- [INSTRUCTIONS FOR THE TASK]:
Reproduce all of the data exactly. Images are not to appear in the reply.

........

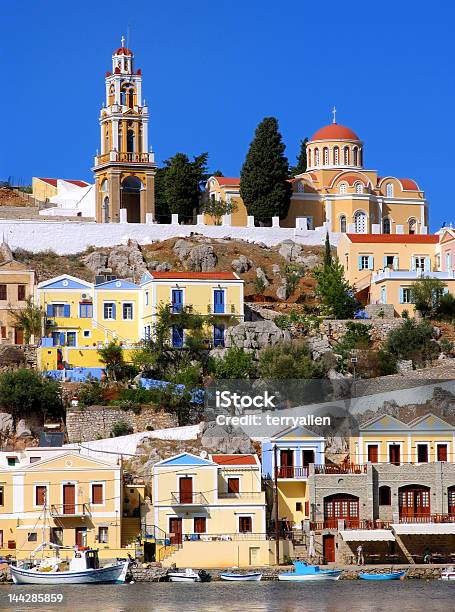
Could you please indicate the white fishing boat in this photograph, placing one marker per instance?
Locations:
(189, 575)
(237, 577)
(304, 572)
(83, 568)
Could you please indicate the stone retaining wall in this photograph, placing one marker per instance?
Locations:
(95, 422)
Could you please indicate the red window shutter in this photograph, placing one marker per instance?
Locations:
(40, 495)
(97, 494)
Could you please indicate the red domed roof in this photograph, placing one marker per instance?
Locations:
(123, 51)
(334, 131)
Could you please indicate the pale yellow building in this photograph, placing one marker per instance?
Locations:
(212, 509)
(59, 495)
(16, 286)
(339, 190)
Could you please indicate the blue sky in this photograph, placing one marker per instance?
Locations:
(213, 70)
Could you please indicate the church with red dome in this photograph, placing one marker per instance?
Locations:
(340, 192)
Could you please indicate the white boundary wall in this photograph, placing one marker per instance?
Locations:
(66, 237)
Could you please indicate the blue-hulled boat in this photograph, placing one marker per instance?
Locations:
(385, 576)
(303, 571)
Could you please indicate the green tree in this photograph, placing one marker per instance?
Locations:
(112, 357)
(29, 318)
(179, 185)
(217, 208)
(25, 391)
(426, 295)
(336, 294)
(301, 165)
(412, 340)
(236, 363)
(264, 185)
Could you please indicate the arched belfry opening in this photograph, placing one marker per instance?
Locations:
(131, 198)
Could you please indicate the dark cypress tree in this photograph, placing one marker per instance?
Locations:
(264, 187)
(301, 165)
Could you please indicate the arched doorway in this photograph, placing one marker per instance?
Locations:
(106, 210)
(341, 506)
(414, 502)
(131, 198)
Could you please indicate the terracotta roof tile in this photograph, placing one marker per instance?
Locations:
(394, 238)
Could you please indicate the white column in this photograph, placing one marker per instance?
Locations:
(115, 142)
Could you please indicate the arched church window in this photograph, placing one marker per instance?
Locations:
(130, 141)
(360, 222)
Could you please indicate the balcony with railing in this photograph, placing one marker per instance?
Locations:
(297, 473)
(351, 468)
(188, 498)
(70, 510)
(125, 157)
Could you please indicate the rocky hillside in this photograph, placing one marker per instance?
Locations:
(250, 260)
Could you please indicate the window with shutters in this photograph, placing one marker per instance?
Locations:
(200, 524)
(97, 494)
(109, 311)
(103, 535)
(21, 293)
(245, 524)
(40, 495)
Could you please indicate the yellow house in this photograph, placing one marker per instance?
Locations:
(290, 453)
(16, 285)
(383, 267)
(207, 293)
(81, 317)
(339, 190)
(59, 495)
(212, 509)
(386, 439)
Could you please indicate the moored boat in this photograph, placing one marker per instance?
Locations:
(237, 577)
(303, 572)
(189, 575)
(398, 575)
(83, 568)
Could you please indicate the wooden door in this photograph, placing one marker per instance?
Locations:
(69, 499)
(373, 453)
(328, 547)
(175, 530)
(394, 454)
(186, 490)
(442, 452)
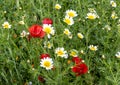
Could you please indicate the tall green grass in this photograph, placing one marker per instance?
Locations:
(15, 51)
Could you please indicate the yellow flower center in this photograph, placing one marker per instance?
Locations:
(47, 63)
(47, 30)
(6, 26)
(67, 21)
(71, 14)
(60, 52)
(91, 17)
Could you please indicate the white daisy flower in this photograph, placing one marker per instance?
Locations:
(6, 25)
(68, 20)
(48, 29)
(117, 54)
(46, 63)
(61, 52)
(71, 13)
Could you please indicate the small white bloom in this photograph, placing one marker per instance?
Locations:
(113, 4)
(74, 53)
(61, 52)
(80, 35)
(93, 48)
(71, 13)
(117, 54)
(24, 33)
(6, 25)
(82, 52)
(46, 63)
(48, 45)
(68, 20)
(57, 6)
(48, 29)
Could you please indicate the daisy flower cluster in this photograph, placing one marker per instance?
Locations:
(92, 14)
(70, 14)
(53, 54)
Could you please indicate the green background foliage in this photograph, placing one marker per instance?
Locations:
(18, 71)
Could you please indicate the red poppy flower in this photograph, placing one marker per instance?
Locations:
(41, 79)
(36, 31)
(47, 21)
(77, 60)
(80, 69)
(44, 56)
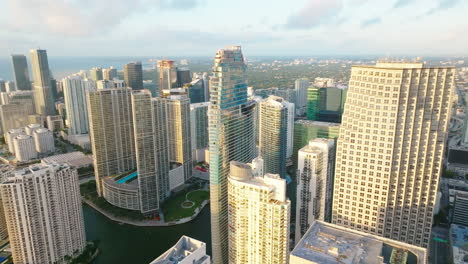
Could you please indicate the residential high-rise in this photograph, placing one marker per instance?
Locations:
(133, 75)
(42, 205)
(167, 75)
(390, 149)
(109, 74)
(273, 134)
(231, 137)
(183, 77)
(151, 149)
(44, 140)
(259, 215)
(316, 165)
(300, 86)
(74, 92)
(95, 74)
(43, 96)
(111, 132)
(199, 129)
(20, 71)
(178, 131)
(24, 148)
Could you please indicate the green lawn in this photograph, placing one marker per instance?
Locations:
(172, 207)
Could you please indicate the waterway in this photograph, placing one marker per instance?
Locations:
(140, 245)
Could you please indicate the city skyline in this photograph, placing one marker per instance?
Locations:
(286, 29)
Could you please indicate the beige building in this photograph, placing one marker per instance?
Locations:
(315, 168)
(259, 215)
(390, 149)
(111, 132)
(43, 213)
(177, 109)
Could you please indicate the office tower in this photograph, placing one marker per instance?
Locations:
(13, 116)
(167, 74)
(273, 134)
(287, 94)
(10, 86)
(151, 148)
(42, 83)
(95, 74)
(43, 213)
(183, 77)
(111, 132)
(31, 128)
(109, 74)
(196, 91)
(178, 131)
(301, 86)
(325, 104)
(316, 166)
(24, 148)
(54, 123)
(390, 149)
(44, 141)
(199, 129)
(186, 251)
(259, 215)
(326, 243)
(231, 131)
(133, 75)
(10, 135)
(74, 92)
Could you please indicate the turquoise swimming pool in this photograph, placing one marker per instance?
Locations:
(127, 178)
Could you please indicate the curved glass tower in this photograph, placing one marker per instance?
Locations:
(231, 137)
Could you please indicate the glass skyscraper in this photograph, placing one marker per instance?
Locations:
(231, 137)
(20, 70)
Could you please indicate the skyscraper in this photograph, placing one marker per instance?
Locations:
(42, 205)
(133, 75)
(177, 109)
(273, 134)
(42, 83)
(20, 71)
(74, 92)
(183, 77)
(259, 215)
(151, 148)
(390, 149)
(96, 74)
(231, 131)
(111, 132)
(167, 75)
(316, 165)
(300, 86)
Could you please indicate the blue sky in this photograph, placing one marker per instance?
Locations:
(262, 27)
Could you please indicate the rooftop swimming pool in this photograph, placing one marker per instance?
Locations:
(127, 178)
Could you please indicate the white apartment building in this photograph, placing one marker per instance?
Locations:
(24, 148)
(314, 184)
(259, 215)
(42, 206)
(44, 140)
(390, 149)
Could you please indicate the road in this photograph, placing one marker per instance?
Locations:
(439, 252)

........

- [EXERCISE RESPONSE]:
Could you please indicate the white fishing boat in this photograph, placing one marker per instance?
Locations:
(189, 575)
(237, 577)
(304, 572)
(83, 568)
Could you please indicate the stone retaining wall in this photograph, placing one marker per instance?
Locations:
(95, 422)
Could you please indicate the red window shutter in this photograph, placing one marker per instance?
Locations:
(40, 495)
(97, 494)
Could you please indicate the red domed roof in this photograph, placing one marker per instance?
Locations:
(123, 51)
(334, 131)
Could you please indicate the pale yellow building in this photograph, placing one marker per instance?
Locations:
(212, 509)
(59, 495)
(16, 286)
(339, 190)
Could you please indicate the blue sky in this photograph, placing one marker per instance?
Locations:
(213, 70)
Could you please indicate the church with red dome in this photograph, placing one marker per instance?
Locations:
(340, 192)
Could you please indicate the white boundary wall in this photograph, placing one marker per instance?
Locations:
(66, 237)
Could you please indicate the blue-hulled boat in this photograph, placing one marker per instance?
Locations:
(385, 576)
(303, 571)
Could you please indicate the green tree in this photograph, placing one marker per instance?
Locations:
(112, 357)
(29, 318)
(179, 185)
(217, 208)
(25, 391)
(426, 295)
(336, 294)
(301, 165)
(412, 340)
(236, 363)
(264, 185)
Could you please indicate the arched belfry opening in this photograph, placing one marker per instance?
Locations:
(131, 198)
Could you please indicate the dark cypress tree in this photograph, placing one marker per instance?
Locations:
(264, 187)
(301, 165)
Could you please indicate the arched doorway in this photograph, placing one marker per instance?
Locations:
(106, 210)
(341, 506)
(414, 502)
(131, 198)
Could you please indicate the terracotta roof tile in this photograph, placing one marker per instance?
Locations:
(394, 238)
Could you please indicate the white column in this photograph, placing one marker per instance?
Locations:
(115, 142)
Could you please indicate the arched church window in this photograph, placing one marker per instance?
Locations:
(130, 141)
(360, 222)
Could you please indicate the balcony with railing in this photograph, placing one marker per instance?
Locations:
(297, 473)
(351, 468)
(188, 498)
(70, 510)
(125, 157)
Could you please indicate the rocky hillside in this photograph, placing one marker per instance?
Locations:
(250, 260)
Could you please indicate the window with shutters in this photograph, placing one marker per instance?
Locations:
(200, 524)
(97, 494)
(109, 311)
(103, 535)
(21, 293)
(245, 524)
(40, 495)
Could you please indicate the yellow house in this photograph, placing one marker per instance?
Locations:
(290, 453)
(16, 285)
(383, 267)
(207, 293)
(81, 317)
(339, 190)
(59, 495)
(212, 509)
(386, 439)
Could you please indicate the moored boat in this photograph, placing one marker per instance?
Locations:
(237, 577)
(303, 572)
(189, 575)
(398, 575)
(83, 568)
Could you please indicate the wooden door in this photograph, placing one marker per instance?
Locations:
(69, 499)
(373, 453)
(328, 547)
(175, 530)
(394, 454)
(186, 490)
(442, 452)
Could you please indicate the tall green grass in this photograph, placing one marker per instance?
Locations:
(15, 51)
Could you please indicate the yellow flower center in this photograph, placing one marker per instance?
Locations:
(47, 63)
(47, 30)
(6, 26)
(67, 21)
(71, 14)
(60, 52)
(91, 17)
Could you please indicate the white daisy flower in this photograph, placing one marker per instance?
Locations:
(6, 25)
(68, 20)
(48, 29)
(117, 54)
(46, 63)
(61, 52)
(71, 13)
Could you please indicate the small white bloom in this photograph, placing one marker per instance?
Locations:
(113, 4)
(74, 53)
(61, 52)
(80, 35)
(93, 48)
(71, 13)
(117, 54)
(24, 33)
(6, 25)
(82, 52)
(46, 63)
(48, 45)
(68, 20)
(57, 6)
(48, 29)
Could you please indicate the daisy flower cluster in this photograph, placing one marker per instance?
Locations:
(92, 14)
(70, 14)
(53, 54)
Could you please indicate the green background foliage in this photograph, placing one marker per instance?
Locations:
(18, 71)
Could you please indicate the red poppy flower in this photograph, placing one marker per instance?
Locations:
(41, 79)
(36, 31)
(47, 21)
(77, 60)
(80, 69)
(44, 56)
Could you please indicate the residential high-rise in this photograph, placing one marker per instance?
Locations:
(133, 75)
(42, 205)
(167, 75)
(390, 149)
(109, 74)
(273, 134)
(231, 137)
(183, 77)
(151, 149)
(44, 140)
(259, 215)
(316, 165)
(300, 86)
(74, 92)
(95, 74)
(43, 96)
(111, 132)
(199, 129)
(20, 71)
(178, 131)
(24, 148)
Could you please indicate the green lawn in this photograph, placing one marker per instance?
Locations:
(172, 207)
Could you please indicate the waterway in this photograph, placing one marker per instance?
Locations:
(140, 245)
Could you please indicate the city skyline in this photograph, placing one marker per instance?
Locations:
(286, 29)
Could you please indicate the beige building in this photograph, placing one marker per instance?
Locations:
(315, 168)
(259, 215)
(390, 149)
(111, 132)
(43, 213)
(177, 109)
Could you please indicate the office tower in this photograph, placing one marker per instance?
Locations:
(13, 116)
(167, 74)
(273, 134)
(287, 94)
(10, 86)
(151, 148)
(42, 83)
(95, 74)
(43, 213)
(183, 77)
(111, 132)
(31, 128)
(109, 74)
(196, 91)
(178, 131)
(301, 86)
(325, 104)
(316, 166)
(24, 148)
(54, 123)
(390, 149)
(44, 141)
(199, 129)
(186, 251)
(259, 215)
(326, 243)
(231, 131)
(133, 75)
(10, 135)
(74, 92)
Could you please indicate the turquoise swimming pool in this photograph, placing one marker per instance?
Locations:
(127, 178)
Could you please indicate the curved glass tower in this photograph, placing one marker per instance?
Locations:
(231, 137)
Could you please indicate the glass skyscraper in this photograph, placing one marker per instance?
Locations:
(231, 137)
(20, 70)
Could you please indicate the skyscraper in this photograph, placing one marker per instance?
Locations:
(42, 205)
(133, 75)
(177, 109)
(273, 134)
(42, 83)
(20, 71)
(74, 92)
(183, 77)
(259, 215)
(151, 148)
(390, 149)
(96, 74)
(231, 131)
(111, 132)
(167, 75)
(316, 165)
(300, 86)
Could you please indicate the blue sky in this photograph, placing one marker per instance?
Locations:
(262, 27)
Could you please indicate the rooftop swimming pool in this photograph, placing one marker per instance?
Locations:
(127, 178)
Could you please indicate the white apartment building in this photograph, placing one marker per instance?
Locations:
(24, 148)
(314, 184)
(259, 215)
(42, 206)
(44, 140)
(390, 149)
Could you please indicate the road in this photograph, placing one marker per instance?
Locations:
(439, 252)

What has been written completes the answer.